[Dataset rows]
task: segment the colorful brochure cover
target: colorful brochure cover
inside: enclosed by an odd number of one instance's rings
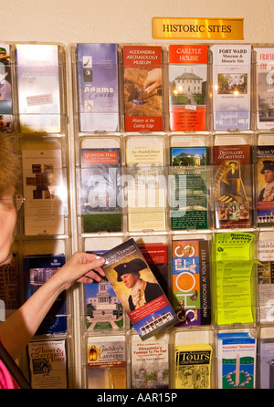
[[[32,389],[68,389],[66,341],[32,341],[27,349]]]
[[[79,131],[119,131],[116,44],[77,44]]]
[[[26,256],[24,258],[26,299],[29,298],[66,262],[64,255]],[[66,291],[63,291],[43,319],[36,335],[67,332]]]
[[[120,149],[81,150],[83,232],[121,232]]]
[[[96,255],[103,256],[104,253],[97,251]],[[122,306],[107,278],[101,277],[100,283],[86,284],[85,291],[87,332],[123,328]]]
[[[20,131],[60,132],[58,46],[16,46]]]
[[[274,146],[257,146],[257,222],[260,227],[274,224]]]
[[[174,240],[173,250],[173,305],[177,326],[211,324],[209,242]]]
[[[259,388],[274,389],[274,341],[259,340]]]
[[[206,164],[206,147],[171,147],[170,206],[174,230],[208,228]]]
[[[137,245],[162,287],[168,293],[167,245],[163,243],[137,243]]]
[[[274,48],[254,48],[254,50],[257,53],[257,129],[272,129],[274,125]]]
[[[127,215],[130,232],[165,230],[164,149],[140,142],[126,148]]]
[[[87,363],[89,389],[126,389],[124,336],[89,337]]]
[[[159,335],[145,342],[132,337],[132,389],[169,388],[169,337]]]
[[[60,145],[24,144],[22,166],[25,235],[64,234],[67,197]]]
[[[178,322],[134,239],[104,253],[102,268],[142,340]]]
[[[175,389],[210,389],[213,350],[207,343],[175,347]]]
[[[169,46],[171,131],[206,129],[207,46]]]
[[[252,166],[249,145],[214,146],[216,227],[252,227]]]
[[[0,321],[6,319],[19,307],[18,255],[13,252],[10,262],[0,266]]]
[[[214,130],[249,130],[251,46],[223,44],[211,50]]]
[[[162,131],[162,47],[124,46],[125,131]]]
[[[10,47],[0,44],[0,131],[13,132]]]
[[[258,308],[260,323],[274,322],[274,240],[258,239],[257,244]]]
[[[218,388],[255,389],[256,339],[248,332],[218,334]]]

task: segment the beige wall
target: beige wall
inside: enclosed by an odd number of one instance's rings
[[[164,42],[152,18],[244,18],[244,42],[274,43],[274,0],[0,0],[1,41]],[[170,40],[168,40],[170,42]]]

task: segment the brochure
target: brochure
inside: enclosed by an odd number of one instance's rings
[[[134,239],[127,240],[103,256],[105,275],[142,340],[178,322]]]

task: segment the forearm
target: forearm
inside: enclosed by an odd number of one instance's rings
[[[0,338],[14,359],[24,350],[62,290],[58,278],[49,278],[20,308],[0,324]]]
[[[100,281],[98,273],[104,276],[100,268],[104,262],[105,259],[93,254],[75,253],[18,310],[0,324],[0,338],[13,358],[18,358],[24,350],[62,291],[75,281]]]

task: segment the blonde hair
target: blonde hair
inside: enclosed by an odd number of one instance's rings
[[[0,196],[18,181],[20,161],[8,136],[0,134]]]

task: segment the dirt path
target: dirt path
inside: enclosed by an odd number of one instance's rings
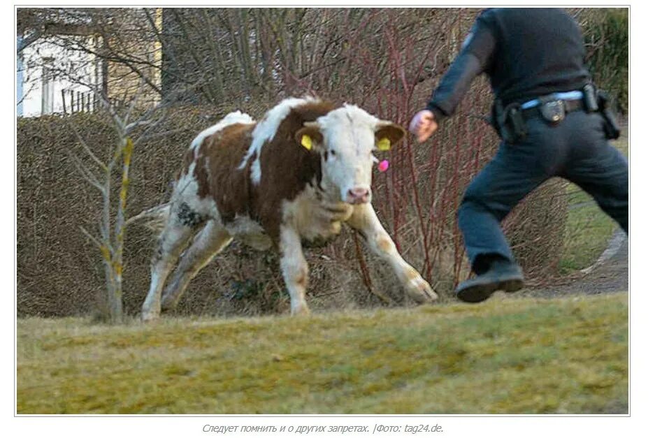
[[[629,290],[628,239],[617,230],[607,249],[592,266],[573,275],[564,283],[549,288],[530,289],[523,295],[553,297],[568,295],[595,295]]]

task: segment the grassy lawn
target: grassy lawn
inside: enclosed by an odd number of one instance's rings
[[[19,414],[626,413],[628,295],[17,321]]]
[[[626,138],[612,144],[626,156],[629,146]],[[609,239],[618,225],[607,216],[594,200],[577,186],[570,184],[567,187],[569,211],[560,272],[569,274],[587,268],[594,263],[606,249]]]

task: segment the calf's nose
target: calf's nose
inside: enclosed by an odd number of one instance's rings
[[[348,191],[348,196],[354,204],[361,204],[369,201],[369,189],[354,187]]]

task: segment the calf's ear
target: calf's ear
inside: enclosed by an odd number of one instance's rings
[[[390,150],[406,135],[406,130],[397,124],[386,120],[380,120],[376,125],[376,131],[374,136],[376,140],[376,148],[380,151]]]
[[[295,133],[295,141],[307,150],[317,150],[323,144],[323,134],[315,122],[305,122]]]

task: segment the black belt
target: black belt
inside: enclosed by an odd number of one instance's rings
[[[579,111],[580,110],[585,109],[585,106],[583,105],[583,99],[570,99],[563,100],[562,101],[564,103],[565,115],[573,111]],[[525,119],[528,119],[533,117],[541,117],[541,112],[540,112],[538,105],[537,106],[532,107],[531,108],[521,110],[521,112],[523,117]]]

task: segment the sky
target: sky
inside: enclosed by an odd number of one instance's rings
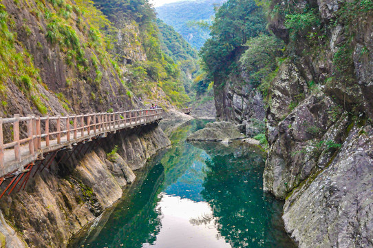
[[[182,0],[149,0],[151,3],[153,3],[154,7],[159,7],[166,3],[180,1]]]

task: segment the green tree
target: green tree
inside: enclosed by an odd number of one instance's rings
[[[253,0],[228,0],[217,9],[211,27],[211,38],[200,54],[208,76],[226,76],[237,68],[235,58],[251,37],[266,33],[262,8]]]

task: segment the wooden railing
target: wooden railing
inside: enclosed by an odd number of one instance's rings
[[[69,116],[22,117],[14,114],[13,118],[0,118],[0,174],[9,172],[6,167],[10,164],[21,163],[24,157],[40,155],[41,149],[49,152],[54,146],[54,150],[56,150],[92,136],[153,122],[160,119],[162,112],[162,109],[154,109]],[[27,130],[20,130],[25,124]],[[51,132],[52,124],[54,128]],[[4,143],[3,128],[6,125],[7,127],[12,127],[13,137],[12,141]],[[21,134],[25,136],[26,131],[27,136],[21,138]]]

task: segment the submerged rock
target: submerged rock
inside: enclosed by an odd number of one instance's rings
[[[222,141],[225,139],[233,140],[244,138],[238,128],[228,121],[210,123],[206,127],[189,135],[187,141]]]

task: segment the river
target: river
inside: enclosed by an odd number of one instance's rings
[[[263,192],[262,152],[238,141],[185,141],[206,123],[174,131],[171,147],[137,172],[122,198],[70,247],[295,247],[283,203]]]

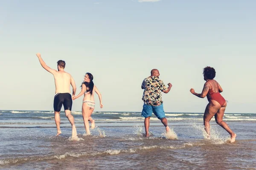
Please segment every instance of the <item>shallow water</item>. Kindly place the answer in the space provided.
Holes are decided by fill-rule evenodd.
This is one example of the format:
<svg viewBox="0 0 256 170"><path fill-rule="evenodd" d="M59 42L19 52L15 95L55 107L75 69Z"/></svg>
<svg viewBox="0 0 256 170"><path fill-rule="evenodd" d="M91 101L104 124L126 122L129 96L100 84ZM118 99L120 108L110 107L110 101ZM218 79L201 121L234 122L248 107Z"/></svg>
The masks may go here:
<svg viewBox="0 0 256 170"><path fill-rule="evenodd" d="M73 115L82 139L79 141L70 139L71 125L64 113L59 136L55 136L52 112L0 113L2 169L256 169L256 121L251 120L256 114L225 114L249 117L224 117L237 135L236 142L230 143L228 133L213 120L212 139L204 139L201 113L167 113L177 137L168 139L157 119L151 119L151 136L143 137L140 113L128 112L94 113L98 127L91 130L91 136L84 136L83 122L79 120L81 115L77 112ZM120 118L125 116L133 118Z"/></svg>

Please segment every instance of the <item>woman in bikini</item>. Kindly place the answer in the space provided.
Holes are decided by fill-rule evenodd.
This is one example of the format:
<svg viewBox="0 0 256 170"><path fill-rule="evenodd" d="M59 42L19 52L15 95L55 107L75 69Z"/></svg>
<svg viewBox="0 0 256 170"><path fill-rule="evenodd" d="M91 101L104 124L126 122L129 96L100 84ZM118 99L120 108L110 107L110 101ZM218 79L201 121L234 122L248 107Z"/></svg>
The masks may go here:
<svg viewBox="0 0 256 170"><path fill-rule="evenodd" d="M94 92L96 92L99 96L100 108L102 108L103 107L102 102L101 94L97 87L94 85L93 82L93 76L92 74L90 73L86 73L84 76L84 82L81 85L82 89L81 92L77 96L73 97L73 99L74 100L81 96L83 94L84 94L82 105L82 114L86 134L87 135L90 135L88 121L91 122L92 129L93 129L95 127L94 120L93 119L91 116L95 105Z"/></svg>
<svg viewBox="0 0 256 170"><path fill-rule="evenodd" d="M228 132L230 135L230 142L233 142L236 140L236 135L222 119L227 102L220 93L223 91L222 88L218 83L213 79L216 74L215 70L212 67L207 66L204 68L203 74L206 82L204 83L202 93L200 94L196 93L193 88L190 89L190 92L201 98L207 96L209 102L204 115L204 125L207 137L210 136L209 122L214 116L216 122Z"/></svg>

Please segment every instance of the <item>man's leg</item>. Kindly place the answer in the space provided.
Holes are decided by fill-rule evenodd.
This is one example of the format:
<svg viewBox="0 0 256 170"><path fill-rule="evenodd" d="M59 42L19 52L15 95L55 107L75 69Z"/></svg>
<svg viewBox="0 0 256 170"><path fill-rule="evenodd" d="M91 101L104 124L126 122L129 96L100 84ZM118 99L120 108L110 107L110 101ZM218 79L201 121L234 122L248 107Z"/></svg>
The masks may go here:
<svg viewBox="0 0 256 170"><path fill-rule="evenodd" d="M153 113L157 117L157 118L161 120L161 122L166 128L166 132L168 132L170 130L170 128L168 126L168 122L165 117L165 113L163 110L163 104L162 104L158 106L154 106L153 107Z"/></svg>
<svg viewBox="0 0 256 170"><path fill-rule="evenodd" d="M161 118L160 119L161 120L161 122L164 125L164 127L166 127L166 132L168 132L168 131L170 130L170 128L168 126L168 122L167 121L167 119L165 117Z"/></svg>
<svg viewBox="0 0 256 170"><path fill-rule="evenodd" d="M146 137L149 136L148 129L149 129L149 122L150 122L150 116L145 118L144 120L144 125L145 126L145 131L146 131Z"/></svg>
<svg viewBox="0 0 256 170"><path fill-rule="evenodd" d="M71 124L72 127L72 138L76 137L77 136L77 134L76 133L76 126L75 125L74 117L73 117L71 114L71 111L69 110L65 110L65 114L66 114L66 116L68 120Z"/></svg>
<svg viewBox="0 0 256 170"><path fill-rule="evenodd" d="M61 118L60 117L60 112L54 111L54 118L55 119L55 123L56 123L56 127L57 127L57 135L56 136L58 136L61 134L61 128L60 127L60 124L61 123Z"/></svg>
<svg viewBox="0 0 256 170"><path fill-rule="evenodd" d="M148 129L149 128L149 122L150 117L152 116L152 106L144 104L143 105L143 109L141 112L141 116L145 118L144 120L144 125L146 131L146 137L149 136Z"/></svg>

Exercise objective
Reproduce the rows word for word, starting with the first line of the rows and ending after the line containing "[[[218,388],[255,389],[256,339],[248,332],[218,334]]]". Include both of those lines, and omit the picture from your copy.

Response for this exercise
task: segment the colorful brochure cover
target: colorful brochure cover
inside: enclosed by an odd number of one instance's rings
[[[32,389],[68,389],[66,341],[32,341],[27,349]]]
[[[79,131],[119,131],[116,44],[77,44]]]
[[[26,256],[24,258],[26,299],[29,298],[66,262],[64,255]],[[66,291],[63,291],[43,319],[36,335],[67,332]]]
[[[120,149],[81,150],[83,232],[121,232]]]
[[[96,255],[103,256],[104,253],[97,251]],[[122,306],[107,278],[101,277],[100,283],[86,284],[85,291],[87,332],[123,328]]]
[[[20,131],[60,132],[58,46],[16,46]]]
[[[274,146],[257,146],[257,222],[260,227],[274,224]]]
[[[174,240],[173,250],[173,305],[177,326],[211,324],[209,242]]]
[[[259,388],[274,389],[274,341],[259,340]]]
[[[206,164],[206,147],[171,147],[170,206],[174,230],[208,228]]]
[[[137,245],[162,287],[168,293],[167,245],[163,243],[137,243]]]
[[[274,48],[254,48],[254,50],[257,53],[257,129],[272,129],[274,125]]]
[[[127,215],[130,232],[165,230],[164,149],[140,142],[126,148]]]
[[[87,363],[89,389],[126,389],[124,336],[89,337]]]
[[[159,335],[145,342],[132,337],[132,389],[169,388],[169,337]]]
[[[60,145],[24,144],[22,166],[25,235],[64,234],[67,197]]]
[[[178,322],[134,239],[104,253],[102,268],[142,340]]]
[[[175,389],[210,389],[213,350],[207,343],[175,347]]]
[[[169,46],[171,131],[206,129],[207,46]]]
[[[252,166],[249,145],[214,146],[216,227],[252,227]]]
[[[0,321],[6,319],[19,307],[18,255],[13,252],[10,262],[0,266]]]
[[[214,130],[249,130],[251,46],[223,44],[211,50]]]
[[[162,131],[162,47],[124,46],[125,131]]]
[[[10,47],[0,44],[0,131],[13,132]]]
[[[258,308],[260,323],[274,322],[274,240],[258,239],[257,244]]]
[[[218,388],[255,389],[256,339],[248,332],[218,334]]]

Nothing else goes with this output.